[Stored data]
• • • •
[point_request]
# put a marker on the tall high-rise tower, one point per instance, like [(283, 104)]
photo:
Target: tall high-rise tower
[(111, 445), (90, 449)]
• • • •
**Directions**
Output the records exactly, including every line.

**Output of the exercise**
[point_request]
# put a marker on the tall high-rise tower, one point per instance, like [(283, 104)]
photo:
Target: tall high-rise tower
[(111, 445), (90, 449)]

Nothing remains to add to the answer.